* [Excerpt to read]:
■ ■ ■

The operation mode of the most reported SAWH devices is quite simple—single water capture-release cycle in a diurnal cycle, resulting in the inefficient water production, largely because of the apparent mismatch between the sorption and desorption dynamics. Such an operation strategy leads to inefficient utilization of solar energy and consequently lowers the corresponding water yield per 24 h due to the fast desorption rate with a depleted source of sorbed water (Supplementary Fig. 28a). Many research studies attempted to solve this mismatch by semi-continuous or continuous AWH cycles, but this means that the water capture cycles have to take place during the daytime at low RH environments (Supplementary Fig. 28b)23,25,33. However, the high RH brought in the nighttime due to diurnal air temperature variation in the semi-arid climates, is more beneficial for the water sorption. To bridge this gap, a distinctive operation strategy, in which the multiple pieces of sorbents are simultaneously exposed to the ambient with high RH in the nighttime to absorb water vapor, then batch-processed alternately for water release during the daytime, is proposed to make full use of both the nighttime high RH environment and maintain high desorption rates throughout the day (Fig. 4a). In practical device operation, this operation strategy requires the portability, adaptability, and stability of both hygroscopic materials and water harvesters. The lightweight sorbent Li-SHC produced with low-cost and sustainable raw materials, facile and easily scaled-up fabrication procedures show excellent water sorption performance, adaptability, and stability, which allows fast deployment into practical applications (Supplementary Information Section 6). Additionally, the portable and cheap water harvester can be easily disassembled, re-assembled, and carried by a person. These features make it possible to realize ultra-high freshwater production yield in a diurnal cycle in real arid scenarios.

Fig. 4: Water harvesting performance of the water harvester by applying the batch-processed alternating mode.
figure 4

a Schematic diagram of the proposed batch-processed alternating mode, showing the variation of water capture, release, and production in a single diurnal cycle. The eight pieces of sorbents are simultaneously exposed to the high RH ambient during the night, and consequent batch-operation desorption releases water vapor with freshwater production during the daytime. The white, blue, red, and yellow lines represent RH variation, water uptake, water release, and water production over the whole day, respectively. b Air temperature and RH variation within 24 h in the semi-arid region of Lanzhou, China. RH: relative humidity; c Temperature variations of the sorbent and device during eight desorption cycles including the heating stages and standby stages. d Mass of desorbed and collected water during each cycle, and its accumulated water. e Energy consumption during each desorption cycle. f Detected concentrations of the possible metal and ions in the collected water. All error bars represent SD.

■ ■ ■

In the passage on solar-driven water harvesting, where were the air temperature and relative humidity measured over 24 hours?

* [Given information]:
■ ■ ■

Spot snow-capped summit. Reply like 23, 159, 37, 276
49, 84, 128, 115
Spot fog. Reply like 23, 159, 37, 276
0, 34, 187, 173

■ ■ ■

* [Answer to this exercise]:
In the semi-arid region of Lanzhou, China.